• Raw records
☆ ☆ ☆ ☆

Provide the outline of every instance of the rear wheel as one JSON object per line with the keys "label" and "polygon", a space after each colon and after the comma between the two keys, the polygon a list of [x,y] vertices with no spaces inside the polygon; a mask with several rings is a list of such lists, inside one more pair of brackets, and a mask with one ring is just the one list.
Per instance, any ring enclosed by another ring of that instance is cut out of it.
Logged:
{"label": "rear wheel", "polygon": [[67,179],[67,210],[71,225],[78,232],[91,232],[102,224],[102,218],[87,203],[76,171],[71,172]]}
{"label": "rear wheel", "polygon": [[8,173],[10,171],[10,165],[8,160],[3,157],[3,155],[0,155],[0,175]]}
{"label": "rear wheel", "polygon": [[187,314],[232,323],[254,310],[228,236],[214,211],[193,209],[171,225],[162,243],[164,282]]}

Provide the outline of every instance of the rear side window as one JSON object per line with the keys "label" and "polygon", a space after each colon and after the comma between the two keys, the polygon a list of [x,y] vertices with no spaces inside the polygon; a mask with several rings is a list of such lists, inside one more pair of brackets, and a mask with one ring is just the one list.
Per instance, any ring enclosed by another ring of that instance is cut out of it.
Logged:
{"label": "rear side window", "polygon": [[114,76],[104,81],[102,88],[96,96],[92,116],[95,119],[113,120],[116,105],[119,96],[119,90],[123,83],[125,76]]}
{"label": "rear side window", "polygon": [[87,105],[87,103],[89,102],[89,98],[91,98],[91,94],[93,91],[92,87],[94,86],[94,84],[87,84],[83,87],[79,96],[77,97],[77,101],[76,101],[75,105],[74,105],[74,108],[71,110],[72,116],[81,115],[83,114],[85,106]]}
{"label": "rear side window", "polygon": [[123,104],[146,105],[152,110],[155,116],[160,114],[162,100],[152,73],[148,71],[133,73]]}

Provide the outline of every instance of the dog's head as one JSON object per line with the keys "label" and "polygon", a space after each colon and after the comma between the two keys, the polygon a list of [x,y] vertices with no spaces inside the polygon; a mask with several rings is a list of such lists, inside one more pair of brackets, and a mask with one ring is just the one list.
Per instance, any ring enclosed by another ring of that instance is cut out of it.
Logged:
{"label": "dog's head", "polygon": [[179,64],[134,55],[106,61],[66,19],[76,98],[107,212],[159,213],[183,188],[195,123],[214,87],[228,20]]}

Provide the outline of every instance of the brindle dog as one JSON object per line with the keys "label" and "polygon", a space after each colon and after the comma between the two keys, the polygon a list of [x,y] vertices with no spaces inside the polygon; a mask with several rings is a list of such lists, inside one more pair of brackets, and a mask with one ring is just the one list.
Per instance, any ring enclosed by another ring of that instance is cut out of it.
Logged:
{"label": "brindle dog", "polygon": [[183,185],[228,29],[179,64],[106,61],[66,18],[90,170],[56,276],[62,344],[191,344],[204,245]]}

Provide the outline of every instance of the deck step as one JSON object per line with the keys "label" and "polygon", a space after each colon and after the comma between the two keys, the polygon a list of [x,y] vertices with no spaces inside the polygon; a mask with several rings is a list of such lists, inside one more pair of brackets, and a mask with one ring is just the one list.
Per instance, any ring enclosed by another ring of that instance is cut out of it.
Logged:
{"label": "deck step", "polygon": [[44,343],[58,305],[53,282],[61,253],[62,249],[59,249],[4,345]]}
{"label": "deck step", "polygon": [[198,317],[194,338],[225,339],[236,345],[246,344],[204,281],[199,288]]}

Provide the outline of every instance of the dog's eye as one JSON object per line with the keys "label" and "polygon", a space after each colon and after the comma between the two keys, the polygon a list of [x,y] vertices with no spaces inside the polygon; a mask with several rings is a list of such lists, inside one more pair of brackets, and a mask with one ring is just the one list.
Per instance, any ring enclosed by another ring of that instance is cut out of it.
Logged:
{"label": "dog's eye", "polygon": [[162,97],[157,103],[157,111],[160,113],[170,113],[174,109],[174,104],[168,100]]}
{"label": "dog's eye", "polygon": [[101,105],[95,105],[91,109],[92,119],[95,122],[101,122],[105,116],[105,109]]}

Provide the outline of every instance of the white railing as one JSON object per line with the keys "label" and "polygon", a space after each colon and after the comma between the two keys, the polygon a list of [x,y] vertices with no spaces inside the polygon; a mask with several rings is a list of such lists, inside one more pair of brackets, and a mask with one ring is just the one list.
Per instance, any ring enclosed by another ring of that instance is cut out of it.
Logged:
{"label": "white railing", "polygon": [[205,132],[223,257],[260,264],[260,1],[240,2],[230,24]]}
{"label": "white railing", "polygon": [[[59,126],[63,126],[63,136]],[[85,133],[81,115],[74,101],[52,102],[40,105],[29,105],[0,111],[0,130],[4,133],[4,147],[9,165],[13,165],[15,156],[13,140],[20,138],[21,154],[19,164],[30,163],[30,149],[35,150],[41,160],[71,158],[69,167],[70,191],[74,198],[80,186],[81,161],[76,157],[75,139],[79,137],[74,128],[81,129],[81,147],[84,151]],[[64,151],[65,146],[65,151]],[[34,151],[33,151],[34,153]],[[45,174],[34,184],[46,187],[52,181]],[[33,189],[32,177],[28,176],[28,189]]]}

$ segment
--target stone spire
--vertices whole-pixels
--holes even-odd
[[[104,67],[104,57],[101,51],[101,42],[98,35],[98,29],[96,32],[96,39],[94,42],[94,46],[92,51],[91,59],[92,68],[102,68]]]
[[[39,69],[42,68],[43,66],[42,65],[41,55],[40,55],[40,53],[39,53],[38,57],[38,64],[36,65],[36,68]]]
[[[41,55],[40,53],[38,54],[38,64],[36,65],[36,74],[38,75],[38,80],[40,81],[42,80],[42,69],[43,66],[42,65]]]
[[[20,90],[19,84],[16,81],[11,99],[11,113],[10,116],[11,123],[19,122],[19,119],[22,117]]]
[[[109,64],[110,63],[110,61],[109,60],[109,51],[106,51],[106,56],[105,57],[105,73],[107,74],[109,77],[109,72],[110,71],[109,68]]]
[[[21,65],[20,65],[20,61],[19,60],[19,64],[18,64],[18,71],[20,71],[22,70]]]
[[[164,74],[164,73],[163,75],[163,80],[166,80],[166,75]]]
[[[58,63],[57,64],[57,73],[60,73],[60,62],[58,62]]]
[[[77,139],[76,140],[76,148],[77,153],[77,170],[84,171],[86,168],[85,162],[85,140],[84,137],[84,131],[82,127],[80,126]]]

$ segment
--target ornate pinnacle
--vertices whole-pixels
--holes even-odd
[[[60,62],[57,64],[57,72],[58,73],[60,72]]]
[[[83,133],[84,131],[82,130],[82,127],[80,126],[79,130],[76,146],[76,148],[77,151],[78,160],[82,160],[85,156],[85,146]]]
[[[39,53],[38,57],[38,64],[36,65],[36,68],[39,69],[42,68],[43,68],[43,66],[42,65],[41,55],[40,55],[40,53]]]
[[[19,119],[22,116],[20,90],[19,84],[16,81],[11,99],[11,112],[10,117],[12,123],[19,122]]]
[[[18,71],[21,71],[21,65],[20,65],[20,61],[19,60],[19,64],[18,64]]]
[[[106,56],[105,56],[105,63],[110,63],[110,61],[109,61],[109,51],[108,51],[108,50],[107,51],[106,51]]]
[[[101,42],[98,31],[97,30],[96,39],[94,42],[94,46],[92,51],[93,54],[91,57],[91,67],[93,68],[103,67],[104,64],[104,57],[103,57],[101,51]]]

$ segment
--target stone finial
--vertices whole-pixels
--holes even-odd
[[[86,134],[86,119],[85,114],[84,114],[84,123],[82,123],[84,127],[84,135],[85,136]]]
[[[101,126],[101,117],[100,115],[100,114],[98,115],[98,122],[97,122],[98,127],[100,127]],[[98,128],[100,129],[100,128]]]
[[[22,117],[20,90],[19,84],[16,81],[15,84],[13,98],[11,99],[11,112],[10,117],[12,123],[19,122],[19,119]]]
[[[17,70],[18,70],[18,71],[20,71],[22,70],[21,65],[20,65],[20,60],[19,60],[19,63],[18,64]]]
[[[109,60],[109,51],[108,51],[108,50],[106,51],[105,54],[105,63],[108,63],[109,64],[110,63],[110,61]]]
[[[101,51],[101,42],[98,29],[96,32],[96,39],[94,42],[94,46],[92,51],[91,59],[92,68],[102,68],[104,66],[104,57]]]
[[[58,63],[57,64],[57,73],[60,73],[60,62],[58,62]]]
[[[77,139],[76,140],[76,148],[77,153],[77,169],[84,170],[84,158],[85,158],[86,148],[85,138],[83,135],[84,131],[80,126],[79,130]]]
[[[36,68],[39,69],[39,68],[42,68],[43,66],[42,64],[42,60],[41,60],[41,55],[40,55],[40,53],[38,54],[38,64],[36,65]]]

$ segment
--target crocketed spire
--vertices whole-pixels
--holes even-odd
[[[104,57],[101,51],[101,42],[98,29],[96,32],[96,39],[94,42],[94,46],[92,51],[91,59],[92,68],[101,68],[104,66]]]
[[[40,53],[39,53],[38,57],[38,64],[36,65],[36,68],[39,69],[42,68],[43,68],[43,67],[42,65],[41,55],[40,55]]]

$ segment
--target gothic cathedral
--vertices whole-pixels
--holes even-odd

☆ ☆ ☆ ☆

• Task directions
Tally the lines of the records that contain the word "stone", and give only the number.

• Task solution
2